• [Collected data entries]
= = = =
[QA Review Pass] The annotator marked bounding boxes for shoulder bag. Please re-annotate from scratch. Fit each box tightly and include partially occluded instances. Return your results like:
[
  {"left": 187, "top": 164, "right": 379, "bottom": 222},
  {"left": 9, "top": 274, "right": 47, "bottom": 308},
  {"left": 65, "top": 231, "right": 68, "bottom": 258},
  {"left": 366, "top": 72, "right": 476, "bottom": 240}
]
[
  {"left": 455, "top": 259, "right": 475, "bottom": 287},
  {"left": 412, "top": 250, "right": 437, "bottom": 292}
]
= = = =
• [Instructions to follow] Print every one of the records above again, reproducing each line without any alteration.

• [Finished answer]
[QA Review Pass] The annotator marked bounding boxes for shoulder bag. Please re-annotate from scratch. Fit each box tightly and include partially occluded instances. Return your results like:
[
  {"left": 187, "top": 164, "right": 379, "bottom": 222},
  {"left": 9, "top": 274, "right": 47, "bottom": 308},
  {"left": 65, "top": 231, "right": 68, "bottom": 258},
  {"left": 366, "top": 72, "right": 476, "bottom": 240}
]
[
  {"left": 455, "top": 259, "right": 475, "bottom": 287},
  {"left": 412, "top": 250, "right": 437, "bottom": 292}
]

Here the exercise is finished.